-- TEXT SEGMENT start --

I’m way overdue a post here. I’ve been commenting more at The Grumpy Elf’s blog than I have developing topics for here. However, I’ve been thinking lately what makes the game? I’ve played a few other games and I’ve not stuck at any of them. What keeps me coming back to warcraft? What makes me play it a lot? What do I enjoy in the game? What do I not enjoy in the game? These questions are all highly personal and very subjective. What someone else loves I might hate and vice versa.
As I said though I’ve been thinking about this a lot lately. Situations in game change and when they do it doesn’t hurt to have a re-evaluation. So what makes the game?
Raiding or the endgame
This is where most of the time is spent – at max level. My friend who introduced me to the game also introduced me to raiding. It started with some fun run’s of ICC in Cata to get achievements, then some T11 runs when Firelands came out. I then filled in when they were desperate during Firelands and I wanted to continue. I liked the focused effort, the camaraderie of facing something I couldn’t tackle on my own and beating it. I liked that it was the same group of people, an organised event, not like the impersonal dungeons that I usually ran. When bosses went down I got that thrill of having been part of something. Sure if they’d got someone for my spot they could have still done it, but I was there and it was me that they had relied on to keep them alive (I was healing then) and I felt like part of a group, I felt valued in a way for my contribution. That is why I’ve always liked raiding, as a group activity, to be part of something, to feel included and welcome.
What has prompted this post is that my raiding team has hit a roadblock. Team members want different things and are pulling in different directions. When I first joined this guild everything was great – isn’t that always the case? – and now it’s gone. When I joined I felt that we were a team, I had everything that I liked about raiding and it was good. Now, there’s some team members that I don’t like very much, they make me furious actually. I don’t feel like we’re a team anymore, there’s not a nice atmosphere. Some people want progress above all else. For me I like progress, I think it’s important, no-one is happy after all wiping for hours and hours on end. However, this progress at any cost, the selfishness that I feel some of the team are displaying, the antipathy towards other members of the team, it’s not right. There’s no team effort, no all for one and for all, it’s all about what people want personally so there’s no team spirit. I’m probably not explaining this right.

-- TEXT SEGMENT end --
-- RAW DATA start --

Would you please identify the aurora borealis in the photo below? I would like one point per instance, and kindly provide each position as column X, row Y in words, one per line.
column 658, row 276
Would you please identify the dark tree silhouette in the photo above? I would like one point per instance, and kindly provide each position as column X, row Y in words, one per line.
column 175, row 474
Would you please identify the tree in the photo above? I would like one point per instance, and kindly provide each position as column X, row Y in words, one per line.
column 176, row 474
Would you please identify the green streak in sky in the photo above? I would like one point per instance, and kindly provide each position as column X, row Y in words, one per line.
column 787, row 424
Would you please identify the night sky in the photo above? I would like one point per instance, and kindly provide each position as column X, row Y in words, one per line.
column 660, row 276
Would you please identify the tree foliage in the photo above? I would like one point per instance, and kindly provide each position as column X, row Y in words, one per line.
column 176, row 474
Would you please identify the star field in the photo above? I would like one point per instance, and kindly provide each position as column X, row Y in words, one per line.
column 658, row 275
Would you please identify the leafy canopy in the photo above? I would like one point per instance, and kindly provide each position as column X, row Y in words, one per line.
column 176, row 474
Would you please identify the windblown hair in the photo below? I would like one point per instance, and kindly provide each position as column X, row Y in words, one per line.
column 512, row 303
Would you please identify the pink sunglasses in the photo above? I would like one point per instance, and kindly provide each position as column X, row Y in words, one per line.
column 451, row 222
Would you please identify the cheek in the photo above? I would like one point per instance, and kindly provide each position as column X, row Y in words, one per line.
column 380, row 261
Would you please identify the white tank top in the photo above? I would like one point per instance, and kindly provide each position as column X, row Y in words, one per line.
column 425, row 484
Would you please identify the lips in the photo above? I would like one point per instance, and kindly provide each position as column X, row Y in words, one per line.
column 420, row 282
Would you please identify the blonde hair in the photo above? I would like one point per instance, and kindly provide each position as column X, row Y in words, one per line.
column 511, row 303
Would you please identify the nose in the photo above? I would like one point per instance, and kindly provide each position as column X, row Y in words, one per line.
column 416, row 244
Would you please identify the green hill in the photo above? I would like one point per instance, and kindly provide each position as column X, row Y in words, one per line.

-- RAW DATA end --

TO BE DONE:
1) According to the blog post, why has the writer always liked raiding more than the dungeons usually run? Answer in one to three sentences.
2) In the blog post, what role was the writer playing in the raids when the group relied on the writer to keep them alive?
3) Reproduce the stretch of the blog post from "As I said though" through "So what makes the game?".

REPLIES:
1) Raiding meant a focused effort with the same group of people at an organized event, unlike impersonal dungeons. Beating something the writer couldn't tackle alone, while the group relied on the writer's healing, gave a sense of being part of something and of being valued, included and welcome.

2) Healing.

3)
As I said though I’ve been thinking about this a lot lately. Situations in game change and when they do it doesn’t hurt to have a re-evaluation. So what makes the game?